- [Page excerpt]
========

Probability in a nutshell

Discrete Variables

Random experiments

The possible outcomes $i$ of a random experiment determine the value of a random variable $x \in \Omega_{\mathcal X} = \{ a_1, a_2, \dots ,a_l\}$

Examples:

  • dice:
    • $\Omega_{\mathcal X} = \{1,2,3,4,5,6\}$ or
    • $\Omega_{\mathcal X} = \{even, odd\}$
  • selection of a random character of a book:
    • $\Omega_{\mathcal X} = \{ a,b,\dots , - \}$

Probability

Every outcome $a_i$ has a probability $P(x = a_i)$ (short: $p_i$)

with

  • $0 \leq p_i \leq 1$
  • $P(\Omega_{\mathcal X}) = \sum_{a_i \in \Omega_{\mathcal X}} p_i = 1$

Subsets $T$ of $\Omega_{\mathcal X}$

The probability of a subset $T$ of $\Omega_{\mathcal X}$ is given by the sum of the probabilities of all elements in the subset:

$$ P(T) = \sum_{i \in T} p_i $$

Example:

Probability of a vocal $V$

  • $V = \{ {\tt a},{\tt e},{\tt i},{\tt o},{\tt u } \}$
  • $P(V) = P(x={\tt a}) + P(x={\tt e}) + P(x={\tt i}) + P(x={\tt o}) + P(x={\tt u})$

Join Probabilites

The outcome of a random experiment can also be an ordered pair (or in general tuple) of random variables $x_1, x_2$ with

  • $x_1 \in \Omega_{\mathcal X_1} = \{ a_1, a_2, \dots , a_l\}$
  • $x_2 \in \Omega_{\mathcal X_2} = \{ b_1, b_2, \dots , b_k\}$

$P(x_1, x_2)$ is the joint probability of $x_1$ and $x_2$

The random variables $x_1$ and $x_2$ need not to be independent (see below).

========

- [What needs to be done] Reproduce word for word the passage of the probability notes above from "Join Probabilites" to "independent (see below).".

========

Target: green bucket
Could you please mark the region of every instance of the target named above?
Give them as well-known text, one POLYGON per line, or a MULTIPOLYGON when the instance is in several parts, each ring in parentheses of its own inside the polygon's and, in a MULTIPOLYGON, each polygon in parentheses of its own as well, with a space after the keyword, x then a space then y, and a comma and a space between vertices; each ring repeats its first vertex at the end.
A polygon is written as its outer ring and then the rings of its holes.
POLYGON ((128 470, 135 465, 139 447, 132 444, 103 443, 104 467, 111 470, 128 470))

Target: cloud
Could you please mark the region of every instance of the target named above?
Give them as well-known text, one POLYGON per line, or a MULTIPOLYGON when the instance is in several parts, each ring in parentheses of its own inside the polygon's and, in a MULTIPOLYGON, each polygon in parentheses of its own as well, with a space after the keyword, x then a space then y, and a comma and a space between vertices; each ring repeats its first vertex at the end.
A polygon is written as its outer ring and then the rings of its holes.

========

- [Answer to this exercise]
Join Probabilites

The outcome of a random experiment can also be an ordered pair (or in general tuple) of random variables $x_1, x_2$ with

  • $x_1 \in \Omega_{\mathcal X_1} = \{ a_1, a_2, \dots , a_l\}$
  • $x_2 \in \Omega_{\mathcal X_2} = \{ b_1, b_2, \dots , b_k\}$

$P(x_1, x_2)$ is the joint probability of $x_1$ and $x_2$

The random variables $x_1$ and $x_2$ need not to be independent (see below).